*EXERCISE PROMPT*.
Rewrite the rows from the line containing "boot in the photo above." through the line containing "(1005, 605)", with both of those lines included and the requests left as they are. Raise every coordinate in the answers by 18.

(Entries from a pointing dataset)
☆ ☆ ☆

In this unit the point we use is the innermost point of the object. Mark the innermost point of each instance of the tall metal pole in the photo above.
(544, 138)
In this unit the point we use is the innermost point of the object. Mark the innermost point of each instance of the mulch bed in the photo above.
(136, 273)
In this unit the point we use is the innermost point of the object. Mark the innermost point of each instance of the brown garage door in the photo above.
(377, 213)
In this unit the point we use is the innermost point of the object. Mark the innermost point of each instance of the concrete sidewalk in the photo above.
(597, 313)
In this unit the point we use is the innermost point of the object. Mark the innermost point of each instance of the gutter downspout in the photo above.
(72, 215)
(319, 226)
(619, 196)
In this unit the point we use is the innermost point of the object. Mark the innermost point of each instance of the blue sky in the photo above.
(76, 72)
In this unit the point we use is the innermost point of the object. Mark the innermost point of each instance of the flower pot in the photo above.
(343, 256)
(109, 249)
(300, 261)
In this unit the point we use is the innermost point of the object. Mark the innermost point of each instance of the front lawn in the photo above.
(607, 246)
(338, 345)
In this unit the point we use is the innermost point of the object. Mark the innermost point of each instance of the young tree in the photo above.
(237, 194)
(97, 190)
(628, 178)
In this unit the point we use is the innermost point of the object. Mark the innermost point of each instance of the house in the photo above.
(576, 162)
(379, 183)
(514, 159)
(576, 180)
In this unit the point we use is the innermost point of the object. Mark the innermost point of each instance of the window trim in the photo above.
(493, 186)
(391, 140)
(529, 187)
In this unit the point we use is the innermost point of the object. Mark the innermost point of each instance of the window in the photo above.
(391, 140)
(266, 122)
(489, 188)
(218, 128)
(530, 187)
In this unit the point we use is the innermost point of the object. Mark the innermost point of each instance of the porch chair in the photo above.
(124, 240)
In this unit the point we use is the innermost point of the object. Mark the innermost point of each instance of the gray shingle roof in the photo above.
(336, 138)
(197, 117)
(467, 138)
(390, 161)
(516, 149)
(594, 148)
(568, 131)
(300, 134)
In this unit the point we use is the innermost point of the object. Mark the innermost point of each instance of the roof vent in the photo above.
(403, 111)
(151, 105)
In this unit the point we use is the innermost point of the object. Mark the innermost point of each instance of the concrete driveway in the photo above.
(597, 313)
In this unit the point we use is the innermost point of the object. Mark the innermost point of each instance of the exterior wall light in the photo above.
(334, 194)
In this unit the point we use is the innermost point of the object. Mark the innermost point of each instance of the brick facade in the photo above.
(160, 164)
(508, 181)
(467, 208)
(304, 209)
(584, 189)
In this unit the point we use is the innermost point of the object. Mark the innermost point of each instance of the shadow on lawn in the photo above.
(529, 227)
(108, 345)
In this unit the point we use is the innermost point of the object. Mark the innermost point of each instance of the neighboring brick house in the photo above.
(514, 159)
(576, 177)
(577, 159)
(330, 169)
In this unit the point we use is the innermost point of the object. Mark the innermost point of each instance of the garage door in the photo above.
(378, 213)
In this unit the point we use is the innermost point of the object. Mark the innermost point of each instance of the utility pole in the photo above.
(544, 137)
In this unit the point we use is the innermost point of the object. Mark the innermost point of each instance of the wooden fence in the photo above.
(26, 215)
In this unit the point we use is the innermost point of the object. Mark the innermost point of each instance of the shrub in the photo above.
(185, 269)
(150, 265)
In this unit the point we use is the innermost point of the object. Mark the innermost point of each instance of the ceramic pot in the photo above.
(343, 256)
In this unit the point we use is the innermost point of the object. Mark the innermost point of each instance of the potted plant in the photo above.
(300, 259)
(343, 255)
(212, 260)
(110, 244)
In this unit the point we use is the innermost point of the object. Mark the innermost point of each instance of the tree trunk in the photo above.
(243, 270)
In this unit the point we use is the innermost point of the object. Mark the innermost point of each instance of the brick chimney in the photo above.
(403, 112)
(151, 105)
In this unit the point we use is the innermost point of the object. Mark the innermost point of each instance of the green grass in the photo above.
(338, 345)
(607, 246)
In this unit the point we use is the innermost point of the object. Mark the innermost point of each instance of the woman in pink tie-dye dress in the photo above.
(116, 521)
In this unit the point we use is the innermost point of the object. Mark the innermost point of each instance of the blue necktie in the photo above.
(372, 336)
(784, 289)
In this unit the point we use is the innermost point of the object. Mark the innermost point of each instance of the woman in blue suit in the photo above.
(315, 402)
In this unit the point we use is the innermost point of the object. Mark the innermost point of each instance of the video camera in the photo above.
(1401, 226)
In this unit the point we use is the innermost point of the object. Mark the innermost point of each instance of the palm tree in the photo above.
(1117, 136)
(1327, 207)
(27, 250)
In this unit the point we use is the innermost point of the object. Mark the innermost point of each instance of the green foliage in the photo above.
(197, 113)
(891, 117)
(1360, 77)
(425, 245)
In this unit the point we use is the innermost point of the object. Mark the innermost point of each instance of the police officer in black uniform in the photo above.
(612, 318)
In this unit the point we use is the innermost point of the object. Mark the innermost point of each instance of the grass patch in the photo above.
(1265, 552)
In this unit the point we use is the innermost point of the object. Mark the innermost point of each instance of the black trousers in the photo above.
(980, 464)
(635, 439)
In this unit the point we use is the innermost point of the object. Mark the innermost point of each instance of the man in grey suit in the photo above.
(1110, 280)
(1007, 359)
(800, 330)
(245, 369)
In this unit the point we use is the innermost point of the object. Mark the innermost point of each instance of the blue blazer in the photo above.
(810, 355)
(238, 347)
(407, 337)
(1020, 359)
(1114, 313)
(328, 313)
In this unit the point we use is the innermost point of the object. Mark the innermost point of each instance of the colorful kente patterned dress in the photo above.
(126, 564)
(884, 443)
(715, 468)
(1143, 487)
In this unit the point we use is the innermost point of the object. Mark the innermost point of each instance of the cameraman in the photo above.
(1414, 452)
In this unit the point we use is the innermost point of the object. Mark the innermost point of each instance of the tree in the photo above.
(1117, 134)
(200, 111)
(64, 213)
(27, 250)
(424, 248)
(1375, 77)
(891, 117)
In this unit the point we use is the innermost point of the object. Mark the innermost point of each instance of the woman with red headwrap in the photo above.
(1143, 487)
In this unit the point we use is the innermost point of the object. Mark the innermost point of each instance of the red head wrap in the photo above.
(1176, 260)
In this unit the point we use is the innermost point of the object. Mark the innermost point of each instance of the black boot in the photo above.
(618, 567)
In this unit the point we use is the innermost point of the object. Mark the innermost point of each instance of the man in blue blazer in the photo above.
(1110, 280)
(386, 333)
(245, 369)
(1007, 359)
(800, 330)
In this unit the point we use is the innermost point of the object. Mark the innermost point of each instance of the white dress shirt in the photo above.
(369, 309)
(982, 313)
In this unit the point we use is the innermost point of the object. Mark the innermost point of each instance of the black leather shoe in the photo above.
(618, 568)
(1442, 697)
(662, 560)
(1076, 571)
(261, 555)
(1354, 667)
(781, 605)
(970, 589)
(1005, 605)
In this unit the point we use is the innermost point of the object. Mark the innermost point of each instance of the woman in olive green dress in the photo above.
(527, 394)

☆ ☆ ☆

*SOLUTION TO THE PROBLEM*.
In this unit the point we use is the innermost point of the object. Mark the innermost point of each instance of the black boot in the photo above.
(636, 585)
In this unit the point we use is the innermost point of the object. Mark the innermost point of each instance of the man in blue blazer in the photo above.
(1128, 298)
(404, 351)
(263, 387)
(1025, 377)
(818, 348)
In this unit the point we use is the innermost point of the object. Mark the innermost point of each instance of the white dress shirt in the photo above.
(387, 327)
(1000, 331)
In this unit the point we use is the innermost point of the object. Mark the innermost point of each instance of the black leather shoe in the photo above.
(636, 586)
(1460, 715)
(680, 578)
(1094, 589)
(279, 573)
(1372, 685)
(799, 623)
(988, 607)
(1023, 623)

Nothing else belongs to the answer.